STORED RECORDS:
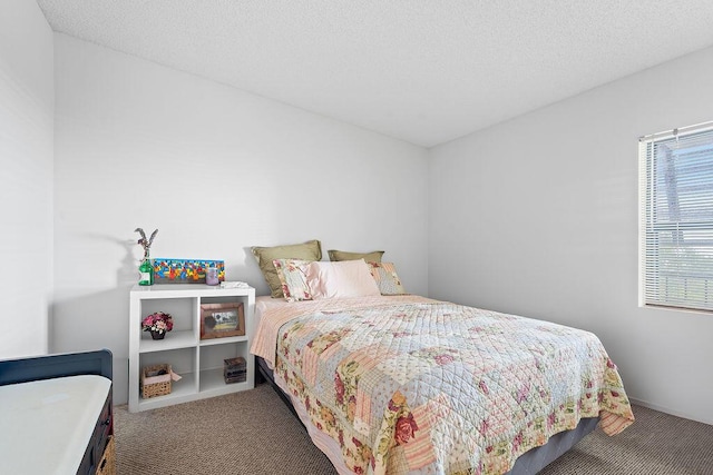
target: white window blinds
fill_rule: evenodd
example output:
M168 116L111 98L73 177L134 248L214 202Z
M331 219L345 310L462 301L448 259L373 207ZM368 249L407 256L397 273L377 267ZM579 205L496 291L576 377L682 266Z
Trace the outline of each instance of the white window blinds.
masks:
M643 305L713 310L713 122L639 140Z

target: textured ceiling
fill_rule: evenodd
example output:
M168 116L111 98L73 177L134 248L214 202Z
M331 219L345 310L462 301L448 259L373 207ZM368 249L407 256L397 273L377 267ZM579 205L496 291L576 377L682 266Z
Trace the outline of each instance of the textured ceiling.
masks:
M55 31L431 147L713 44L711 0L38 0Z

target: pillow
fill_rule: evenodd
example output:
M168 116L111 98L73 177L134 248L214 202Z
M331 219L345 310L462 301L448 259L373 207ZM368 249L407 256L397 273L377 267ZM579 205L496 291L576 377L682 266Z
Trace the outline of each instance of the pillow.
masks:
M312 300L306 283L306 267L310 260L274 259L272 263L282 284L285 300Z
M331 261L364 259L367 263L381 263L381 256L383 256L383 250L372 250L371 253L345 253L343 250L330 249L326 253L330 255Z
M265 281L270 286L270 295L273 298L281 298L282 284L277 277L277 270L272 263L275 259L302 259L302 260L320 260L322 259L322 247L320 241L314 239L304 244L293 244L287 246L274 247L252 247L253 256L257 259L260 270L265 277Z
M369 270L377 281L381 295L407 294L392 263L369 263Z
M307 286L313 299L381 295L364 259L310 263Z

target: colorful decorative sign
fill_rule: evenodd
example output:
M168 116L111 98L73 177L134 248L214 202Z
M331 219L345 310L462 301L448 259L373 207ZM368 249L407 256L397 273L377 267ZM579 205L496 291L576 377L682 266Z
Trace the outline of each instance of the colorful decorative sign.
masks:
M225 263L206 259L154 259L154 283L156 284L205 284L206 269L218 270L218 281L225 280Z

==

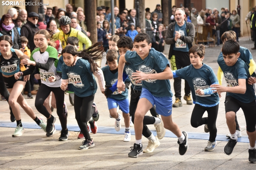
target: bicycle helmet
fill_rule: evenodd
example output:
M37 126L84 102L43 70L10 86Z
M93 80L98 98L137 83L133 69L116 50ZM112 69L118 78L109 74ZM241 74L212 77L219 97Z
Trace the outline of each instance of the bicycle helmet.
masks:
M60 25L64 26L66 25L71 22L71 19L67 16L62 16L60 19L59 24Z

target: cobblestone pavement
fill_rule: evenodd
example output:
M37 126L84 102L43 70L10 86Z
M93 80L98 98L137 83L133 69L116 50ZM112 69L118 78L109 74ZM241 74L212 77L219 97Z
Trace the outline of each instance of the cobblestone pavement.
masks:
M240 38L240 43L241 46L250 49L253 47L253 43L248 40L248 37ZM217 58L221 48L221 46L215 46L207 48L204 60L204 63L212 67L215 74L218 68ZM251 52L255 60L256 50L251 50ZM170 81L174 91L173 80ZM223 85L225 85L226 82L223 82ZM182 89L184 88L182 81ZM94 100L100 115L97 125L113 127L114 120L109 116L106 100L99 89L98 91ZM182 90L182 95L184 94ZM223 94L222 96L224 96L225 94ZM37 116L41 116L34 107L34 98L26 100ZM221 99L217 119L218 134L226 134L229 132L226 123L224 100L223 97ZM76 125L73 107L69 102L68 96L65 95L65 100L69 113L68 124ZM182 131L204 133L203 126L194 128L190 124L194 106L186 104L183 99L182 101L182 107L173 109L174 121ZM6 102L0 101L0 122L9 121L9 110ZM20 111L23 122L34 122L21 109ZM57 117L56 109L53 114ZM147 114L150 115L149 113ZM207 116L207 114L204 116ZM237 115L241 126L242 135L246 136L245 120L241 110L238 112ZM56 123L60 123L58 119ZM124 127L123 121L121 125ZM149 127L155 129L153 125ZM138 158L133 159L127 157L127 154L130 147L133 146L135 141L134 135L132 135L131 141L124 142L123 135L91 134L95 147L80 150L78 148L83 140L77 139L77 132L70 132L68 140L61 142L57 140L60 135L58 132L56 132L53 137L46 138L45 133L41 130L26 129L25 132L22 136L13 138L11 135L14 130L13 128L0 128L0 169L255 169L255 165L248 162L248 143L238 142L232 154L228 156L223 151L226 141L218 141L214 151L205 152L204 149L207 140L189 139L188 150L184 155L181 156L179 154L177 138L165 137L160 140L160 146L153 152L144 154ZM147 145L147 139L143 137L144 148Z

==

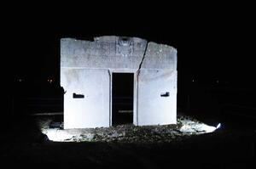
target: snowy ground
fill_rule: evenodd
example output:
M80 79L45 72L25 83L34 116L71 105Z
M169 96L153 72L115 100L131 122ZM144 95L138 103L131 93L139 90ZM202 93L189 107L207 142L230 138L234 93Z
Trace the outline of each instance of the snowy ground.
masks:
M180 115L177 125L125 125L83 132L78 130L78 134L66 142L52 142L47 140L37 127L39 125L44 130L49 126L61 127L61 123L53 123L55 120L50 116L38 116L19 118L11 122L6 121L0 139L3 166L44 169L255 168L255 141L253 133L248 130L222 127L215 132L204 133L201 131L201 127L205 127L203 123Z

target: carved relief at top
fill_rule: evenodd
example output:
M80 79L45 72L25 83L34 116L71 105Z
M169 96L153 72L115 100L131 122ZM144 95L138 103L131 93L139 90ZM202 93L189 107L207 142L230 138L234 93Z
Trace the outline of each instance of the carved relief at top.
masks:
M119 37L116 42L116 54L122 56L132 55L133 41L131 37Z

AIM: Copy out the rows above verbatim, starting at the line containing "target: snowy ground" and ending at the line containing "M119 37L116 42L116", with both of those lines included.

RESULT OF THE EXERCISE:
target: snowy ground
fill_rule: evenodd
example output:
M80 79L45 72L25 83L34 116L71 105Z
M169 96L153 72L115 100L131 122ZM144 95L138 103L131 93L139 90ZM202 93L189 107L207 142L230 138L234 93Z
Trace the outline of each instance of the snowy ground.
masks:
M180 115L177 125L125 125L83 132L78 130L78 134L66 142L52 142L47 140L37 127L39 125L44 130L49 126L61 127L61 123L53 123L55 120L50 116L38 116L19 118L11 122L6 121L0 139L3 166L44 169L255 168L255 141L253 133L248 130L222 127L215 132L204 133L201 131L201 127L205 127L203 123Z

target: carved relief at top
fill_rule: evenodd
example output:
M80 79L45 72L25 83L34 116L71 105Z
M169 96L153 72L115 100L131 122ZM144 95L138 103L131 93L139 90ZM202 93L189 107L207 142L230 138L234 93Z
Trace the outline of each instance of the carved relief at top.
masks:
M119 37L116 42L116 54L122 56L132 55L133 41L131 37Z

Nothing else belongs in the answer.